== Extracted information ==

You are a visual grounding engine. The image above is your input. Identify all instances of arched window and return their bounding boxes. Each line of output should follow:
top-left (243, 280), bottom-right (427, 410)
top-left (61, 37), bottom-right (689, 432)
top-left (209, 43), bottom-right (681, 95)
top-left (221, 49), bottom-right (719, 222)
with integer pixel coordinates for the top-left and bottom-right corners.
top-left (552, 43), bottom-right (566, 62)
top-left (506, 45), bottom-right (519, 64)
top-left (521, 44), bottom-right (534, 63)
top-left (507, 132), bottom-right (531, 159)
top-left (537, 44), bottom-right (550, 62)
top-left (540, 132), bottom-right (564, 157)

===
== Extracted information ==

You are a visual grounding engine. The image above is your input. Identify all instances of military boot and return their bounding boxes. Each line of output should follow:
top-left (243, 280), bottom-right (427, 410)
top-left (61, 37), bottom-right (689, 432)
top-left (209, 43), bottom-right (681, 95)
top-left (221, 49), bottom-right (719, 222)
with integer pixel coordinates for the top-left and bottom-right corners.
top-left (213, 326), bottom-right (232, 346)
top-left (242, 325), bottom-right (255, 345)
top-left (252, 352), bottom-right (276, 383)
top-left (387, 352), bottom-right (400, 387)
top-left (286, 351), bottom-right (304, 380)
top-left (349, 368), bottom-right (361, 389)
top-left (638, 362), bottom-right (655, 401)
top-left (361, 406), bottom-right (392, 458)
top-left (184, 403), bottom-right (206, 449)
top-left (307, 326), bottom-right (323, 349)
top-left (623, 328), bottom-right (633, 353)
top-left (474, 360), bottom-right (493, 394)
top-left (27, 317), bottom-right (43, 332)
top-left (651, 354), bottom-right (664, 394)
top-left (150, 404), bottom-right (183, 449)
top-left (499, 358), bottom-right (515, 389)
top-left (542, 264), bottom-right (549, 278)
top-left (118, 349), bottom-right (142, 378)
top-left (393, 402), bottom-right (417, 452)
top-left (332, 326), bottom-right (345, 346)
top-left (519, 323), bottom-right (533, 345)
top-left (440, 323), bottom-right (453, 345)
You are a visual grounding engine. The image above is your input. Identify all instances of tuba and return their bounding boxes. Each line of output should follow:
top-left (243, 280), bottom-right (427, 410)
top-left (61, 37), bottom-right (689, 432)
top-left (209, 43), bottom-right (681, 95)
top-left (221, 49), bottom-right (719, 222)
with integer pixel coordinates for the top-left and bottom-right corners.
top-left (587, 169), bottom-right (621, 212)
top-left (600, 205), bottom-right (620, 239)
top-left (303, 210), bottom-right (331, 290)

===

*What is expected*.
Show all lines above holding "instances".

*Written response*.
You are a visual grounding engine. The image above is your input. Identify all instances of arched window and return their bounding boxes. Each line of output should follow:
You are a visual grounding engine. The image above is your input. Identify all instances of military boot and return their bounding boxes. Each line of output should follow:
You are a visual grounding engine. The image above is your input. Identify all instances of tuba and return their bounding boxes. Each line of output should follow:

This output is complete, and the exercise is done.